STATED PROBLEM.
Transcribe the lines of the items below, running from the line holding "Expected content: teal sock." through the line holding "0 173 400 267", with both of those lines included.

# START OF AVAILABLE DATA

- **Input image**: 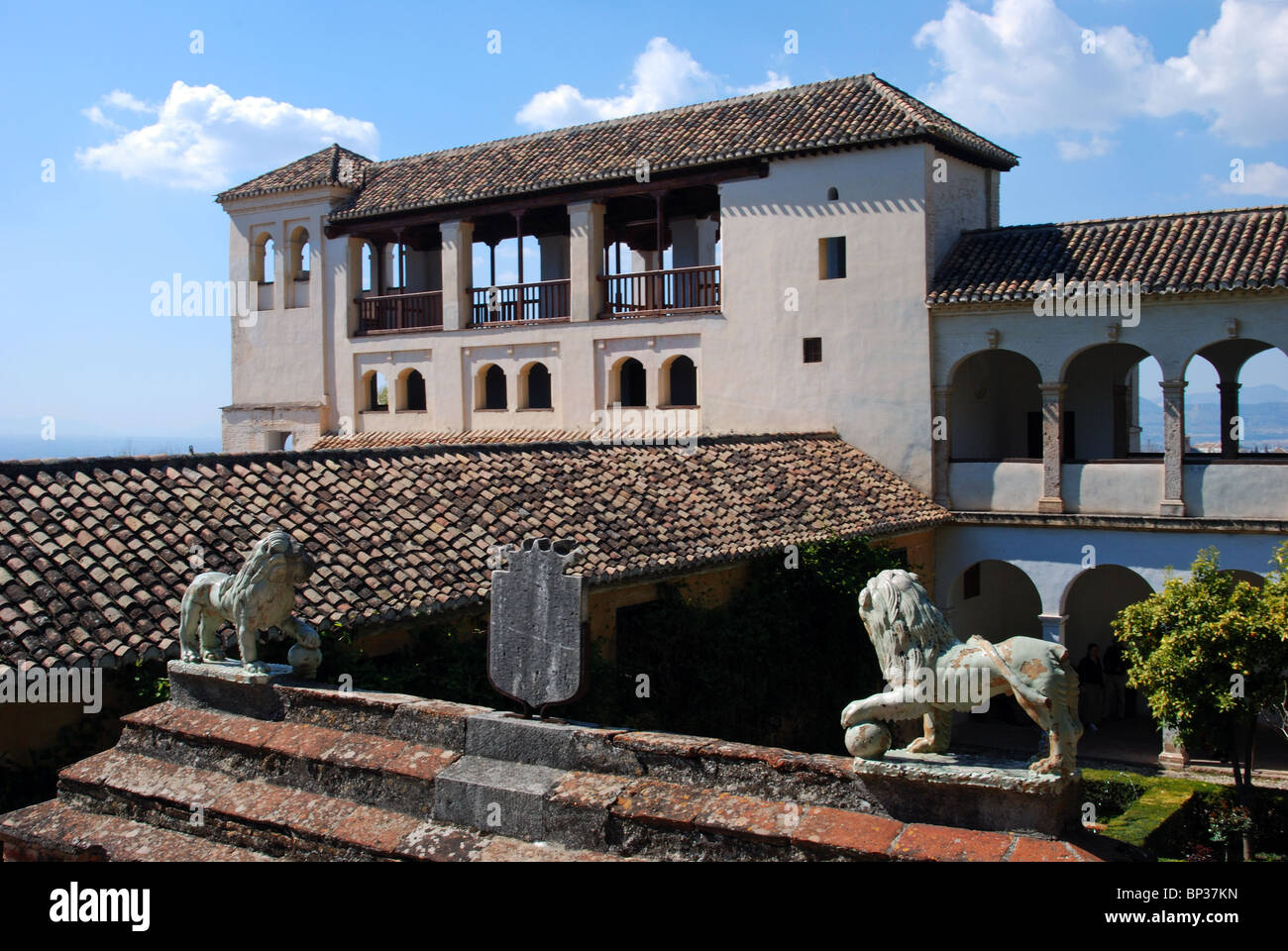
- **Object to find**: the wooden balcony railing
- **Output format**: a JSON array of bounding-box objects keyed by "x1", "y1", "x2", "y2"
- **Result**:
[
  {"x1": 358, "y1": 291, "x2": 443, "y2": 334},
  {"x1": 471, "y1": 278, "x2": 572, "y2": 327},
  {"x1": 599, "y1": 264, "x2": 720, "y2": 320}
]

# END OF AVAILABLE DATA
# START OF AVAILABLE DATA

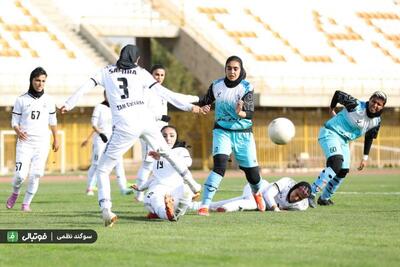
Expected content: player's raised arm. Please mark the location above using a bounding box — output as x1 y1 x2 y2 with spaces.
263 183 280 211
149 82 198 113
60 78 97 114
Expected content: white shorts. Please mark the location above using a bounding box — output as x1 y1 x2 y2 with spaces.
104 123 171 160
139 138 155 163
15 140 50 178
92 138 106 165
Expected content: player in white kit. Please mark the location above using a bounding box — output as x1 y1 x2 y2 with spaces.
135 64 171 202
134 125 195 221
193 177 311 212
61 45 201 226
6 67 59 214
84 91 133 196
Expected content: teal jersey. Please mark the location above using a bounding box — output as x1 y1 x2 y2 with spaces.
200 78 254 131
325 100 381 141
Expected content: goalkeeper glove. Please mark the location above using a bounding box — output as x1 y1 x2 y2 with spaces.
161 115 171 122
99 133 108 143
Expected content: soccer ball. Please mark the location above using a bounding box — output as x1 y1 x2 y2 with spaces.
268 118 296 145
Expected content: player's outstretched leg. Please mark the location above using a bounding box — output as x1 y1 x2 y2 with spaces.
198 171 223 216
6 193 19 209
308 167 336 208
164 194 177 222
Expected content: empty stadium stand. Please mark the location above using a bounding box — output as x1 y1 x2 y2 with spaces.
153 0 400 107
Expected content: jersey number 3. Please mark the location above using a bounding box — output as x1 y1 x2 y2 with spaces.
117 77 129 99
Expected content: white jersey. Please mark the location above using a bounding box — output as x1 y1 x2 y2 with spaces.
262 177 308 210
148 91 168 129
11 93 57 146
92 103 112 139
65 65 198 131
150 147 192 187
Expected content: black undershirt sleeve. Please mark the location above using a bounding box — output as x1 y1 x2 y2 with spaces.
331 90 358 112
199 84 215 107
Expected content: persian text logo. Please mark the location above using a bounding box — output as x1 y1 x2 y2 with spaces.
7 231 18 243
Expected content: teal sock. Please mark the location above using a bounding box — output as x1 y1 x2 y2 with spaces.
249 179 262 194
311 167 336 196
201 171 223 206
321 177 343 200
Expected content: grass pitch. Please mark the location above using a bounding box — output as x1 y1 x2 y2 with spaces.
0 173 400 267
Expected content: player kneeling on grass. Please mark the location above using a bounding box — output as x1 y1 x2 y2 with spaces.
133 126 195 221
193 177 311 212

# END OF AVAILABLE DATA

WRITTEN RESPONSE.
Expected content: teal sock. Please mark the location above using a bounding box — output as x1 y1 x2 y2 with spaces.
249 179 262 194
311 167 336 196
201 171 223 206
321 177 343 200
Expected content: grass pitch. Please mark the location above using a bounding box — output as x1 y1 x2 y2 with spaces.
0 173 400 267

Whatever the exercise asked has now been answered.